- [ACTIVITY]
Pick up the news report on Justice Chelameswar's remarks about case allocation at the Supreme Court and continue it past its last sentence.

New Delhi, April 7 (IANS) Justice J. Chelameswar, the senior-most Supreme Court judge after the Chief Justice of India Dipak Misra, on Saturday said allocation of important and sensitive cases to different benches should be done transparently and not in an arbitrary manner.
“We are not questioning his (Chief Justice of India) authority as master of roster but it should not be exercised in an arbitrary manner but in a transparent manner,” he said.
Buttressing his point that not everything was right in the allocation of cases, Justice Chelameswar said: “You come and walk in the corridor of the Supreme Court and you will hear that the allocation of cases is not transparent.”
He was talking to Journalist Karan Thapar at an event, “Role of Judiciary in Democracy”, organised by Harvard Club of India here. The conversation went on for about 90 minutes.
About the opposition chorus seeking an impeachment of the Chief Justice, Justice Chelameswar said it was “not an answer for every problem”.
“Some system is required to be set-up so that these problems don’t arise.”
Responding to a question whether he apprehended government blocking the elevation of Justice Ranjan Gogoi as the next Chief Justice of India after Justice Misra retires, he said: “I am not an astrologer. I hope it will not happen. If it happens then it will prove what we had said in the press conference (on January 12, 2018).”
Justice Chelameswar was one of the judges who held an unprecedented press conference in January, mounting a virtual revolt against the chief justice and listing a litany of problems that they said were plaguing the country’s highest court.
They warned that these problems, including allocation of cases by the Chief Justice, could damage Indian democracy.
Responding to a question that most of PILs and other matters were listed before the Chief Justice’s court, Justice Chelameswar said: “He is master of rolls. Let him do it if he wants to do everything. I will like to do minimal work in next 49 days before my retirement.”
He also said that after his retirement on June 22 he will not “seek any employment under any government” and the issues raised by him and his three other colleagues (at the January 12 press conference) were out of their “anguish” and was not an expression of their frustration.

- [INFORMATION]

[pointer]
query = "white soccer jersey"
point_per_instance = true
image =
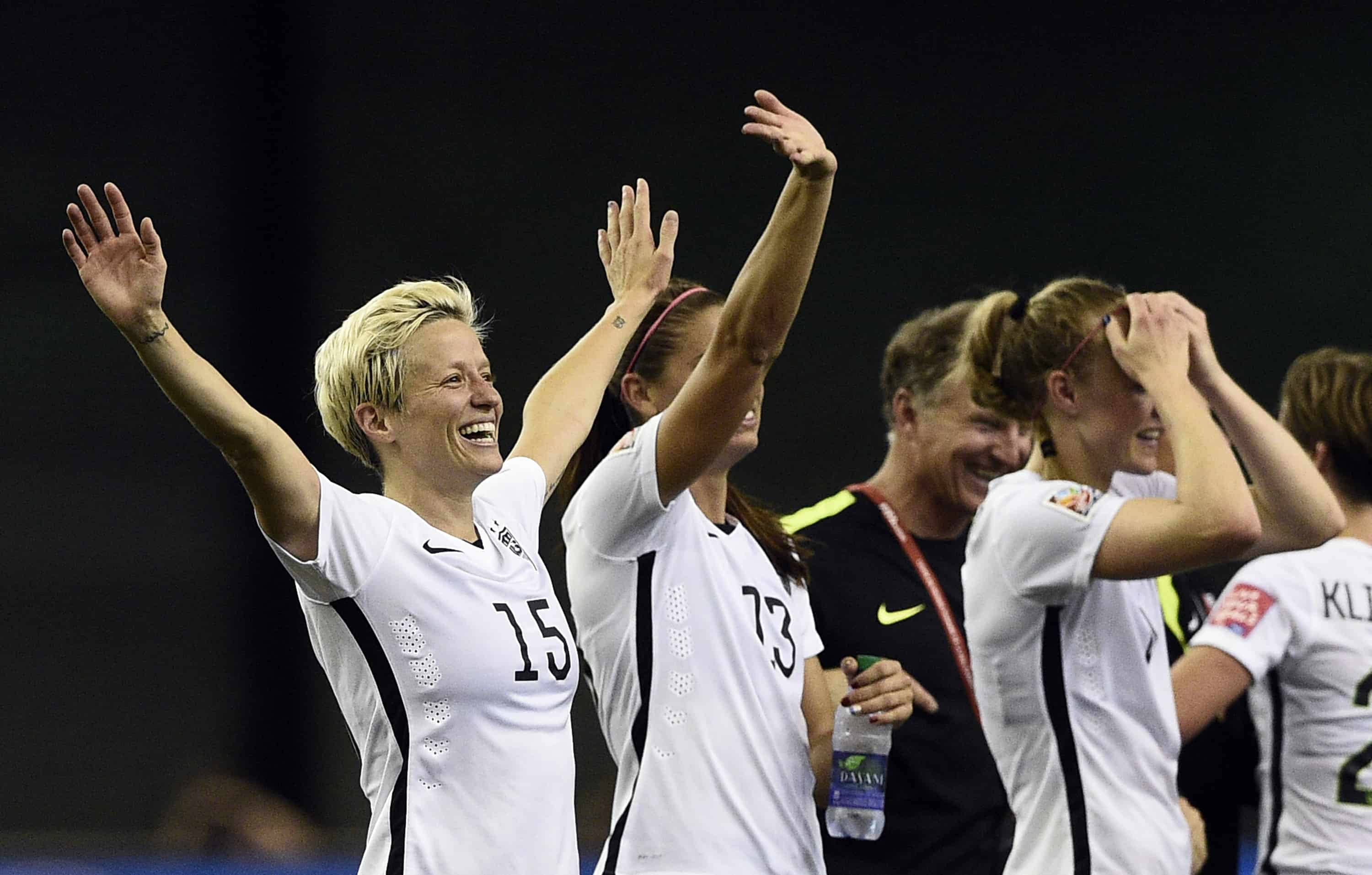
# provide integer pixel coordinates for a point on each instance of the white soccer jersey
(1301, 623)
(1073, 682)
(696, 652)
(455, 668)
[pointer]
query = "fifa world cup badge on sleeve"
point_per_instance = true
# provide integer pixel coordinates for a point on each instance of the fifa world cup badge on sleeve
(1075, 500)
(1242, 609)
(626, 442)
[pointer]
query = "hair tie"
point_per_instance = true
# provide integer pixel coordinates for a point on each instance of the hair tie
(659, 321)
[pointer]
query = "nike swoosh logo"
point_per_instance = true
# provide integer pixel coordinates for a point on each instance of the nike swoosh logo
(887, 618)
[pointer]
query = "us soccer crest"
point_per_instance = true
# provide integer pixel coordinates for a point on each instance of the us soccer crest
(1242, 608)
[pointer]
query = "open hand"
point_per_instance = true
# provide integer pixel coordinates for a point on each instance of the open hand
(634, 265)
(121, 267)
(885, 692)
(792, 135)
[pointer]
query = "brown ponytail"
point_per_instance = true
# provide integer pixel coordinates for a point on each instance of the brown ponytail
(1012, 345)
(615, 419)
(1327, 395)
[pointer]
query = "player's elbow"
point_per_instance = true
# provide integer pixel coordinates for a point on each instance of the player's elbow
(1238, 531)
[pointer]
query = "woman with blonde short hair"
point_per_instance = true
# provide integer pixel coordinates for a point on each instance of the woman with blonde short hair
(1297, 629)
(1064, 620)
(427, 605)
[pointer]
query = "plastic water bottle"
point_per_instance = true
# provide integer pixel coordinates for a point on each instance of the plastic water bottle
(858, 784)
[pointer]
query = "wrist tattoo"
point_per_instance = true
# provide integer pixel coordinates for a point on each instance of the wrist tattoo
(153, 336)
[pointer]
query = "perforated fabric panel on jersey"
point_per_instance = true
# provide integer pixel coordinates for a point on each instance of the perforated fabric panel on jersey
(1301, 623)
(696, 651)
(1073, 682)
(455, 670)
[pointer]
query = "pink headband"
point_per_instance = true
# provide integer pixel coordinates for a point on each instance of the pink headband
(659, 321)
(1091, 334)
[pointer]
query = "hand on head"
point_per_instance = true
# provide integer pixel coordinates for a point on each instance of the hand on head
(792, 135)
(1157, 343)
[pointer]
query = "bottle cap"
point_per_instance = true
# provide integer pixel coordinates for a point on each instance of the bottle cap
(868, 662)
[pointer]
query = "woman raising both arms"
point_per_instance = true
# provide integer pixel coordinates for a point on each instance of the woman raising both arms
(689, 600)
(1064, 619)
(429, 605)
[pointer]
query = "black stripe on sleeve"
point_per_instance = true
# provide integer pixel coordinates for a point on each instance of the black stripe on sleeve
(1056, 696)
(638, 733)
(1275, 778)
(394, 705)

- [ANSWER TO THIS PROBLEM]
He sought to erase the impression that difference on some issues affected their relationship with the CJI. “Differences are on issues. That does not mean that we don’t see see eye to eye. In last 10 days, matters relating to four High Courts were dealt (by the collegium).”
Defending his decision to direct the listing of the medical scam case before a bench of five senior most judges after the CJI, Justice Chelameswar noted that in the disproportionate assets case involving late Tamil Nadu Chief Minister Jayalalithaa, the judgement was pronounced one year after the order was reserved.
On the appointment of judges by the collegium, he said said that at no stage there was a suggestion for its scrapping but inclusion of an element of civil society and the government. “Sometimes revisiting (of a system) is required to assess the efficient working of the system,” he said.
He said that the finalisation of the memorandum of procedure for the appointment of judges was between the collegium and the government and there could be no judicial intervention as it would create difficulties.
On the controversy on the collegium recommending the elevation of Justice P. Krishna Bhat to Karnataka High Court, Justice Chelameswar said that his name was cleared twice by the collegium and if the government still had any reservation, they could have written to the collegium but instead wrote to the Chief Justice of the Karnataka High Court who “unfortunately” acted on it.
He said that he had called for the full court sitting on judicial side on the issue.
On the pendency of more than 50,000 cases, he said that not all cases should come to the Supreme Court and faulted the existing system of division benches hearing the matters.